▶ Extract to read
[Start of section]

The sovereign, its creditors and the law

The Group of 77 and China tabled at the United Nations a draft resolution to start negotiating a multilateral legal framework for the sovereign debt restructuring processes.

By Roberto Bissio*

To meet their ends, sovereigns borrow. In the not so distant past sovereign debt financed military adventures or profligate lifestyles of monarchs and their courts. In the contemporary world the first obligation of States is to respect, promote and protect human rights, and therefore it is the need for a development that maximizes welfare what justifies the sovereign debt.

There is a huge ethical and political progress between the absolutist State and one based on the democratically organized sovereignty of the people. However, when the sovereign is struggling to pay its debts, the world remains a lawless territory now as before.

In 1307, Philip IV of France avoided bankruptcy by accusing his creditors, the Knights Templar, of heresy and sodomy and sending them to the stake. If, however, the force was on the side of creditors, they did not hesitate to use it against the sovereign debtor at fault (default). In 1902 the navies of Britain, Germany and Italy blocked the ports of Venezuela to collect their debt in arrears. Dozens died as a result of this exercise in “gunboat diplomacy” and the European powers took control of Venezuelan customs until 1930.

[End of section]

▶ Data supplied
[Start of section]

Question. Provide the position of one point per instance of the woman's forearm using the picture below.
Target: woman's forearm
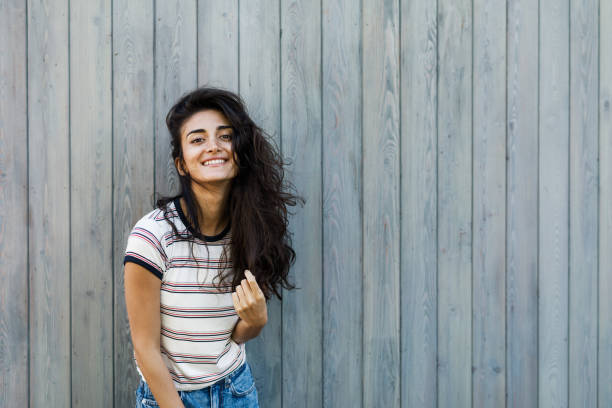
(158, 378)
(243, 332)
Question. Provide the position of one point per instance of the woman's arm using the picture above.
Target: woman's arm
(243, 332)
(142, 298)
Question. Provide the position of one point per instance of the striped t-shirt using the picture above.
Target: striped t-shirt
(197, 317)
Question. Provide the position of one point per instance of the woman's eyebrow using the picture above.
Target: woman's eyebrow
(204, 130)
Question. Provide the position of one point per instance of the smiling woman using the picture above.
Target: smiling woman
(200, 267)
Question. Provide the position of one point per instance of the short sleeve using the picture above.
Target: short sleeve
(144, 247)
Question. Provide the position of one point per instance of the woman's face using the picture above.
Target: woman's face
(205, 136)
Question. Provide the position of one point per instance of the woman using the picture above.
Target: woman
(200, 267)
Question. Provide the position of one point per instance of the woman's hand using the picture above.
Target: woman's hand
(250, 303)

[End of section]

▶ Task requirements
1 – In the text on sovereign debt, until what year did the European powers keep control of Venezuelan customs?
2 – Carry the text on sovereign debt forward from its last sentence.

▶ Response list
1 – 1930

2 –
Latin American popular reaction against this abuse was enormous but only one government showed solidarity with the victims and Argentine Foreign Minister Luis Maria Drago issued in December 29, 1902 a document outlining what is now known as the Drago Doctrine: violent recovery of a debt is illegal. This is obviously most helpful for small debtor States, defending them against of the arbitrary powers that frequently act as judge, jury and executioner.

Apart from banning acts of war against debtors, nothing has been done since then to solve with legitimacy and impartiality the disputes between creditors and sovereign debtors.

In 1956, the Argentine government could not pay short-term debts contracted by the government of General Pedro Aramburu after overthrowing Juan Peron the year before. Argentina accepted the invitation of France to negotiate a settlement with the creditor countries and thus was born the Paris Club, in which sovereign creditors negotiate with sovereign debtors the rescheduling of official debts. It is an informal and partial mechanism in which each small debtor country must sit down and negotiate in very difficult conditions with the governments of nineteen powerful countries (the United States, most of Western Europe, Canada, Japan, Israel and Russia). After almost sixty years, the Club has renegotiated four hundred thirty times the official debt of ninety creditor countries, for a total of 583 billion dollars.

But in the last two decades sovereign debt has changed, as governments no longer borrow from other governments but sell bonuses to national and international private investors. A State lending to another has the assurance that it will recover its money, if not by gunboats, by the collective pressure of the Club de Paris. Who will defend the individual investor? Market logic is implacable. If the debtor is perceived as risky, the bond buyer will demand high interest rates. The countries that most need the money pay more dearly for it.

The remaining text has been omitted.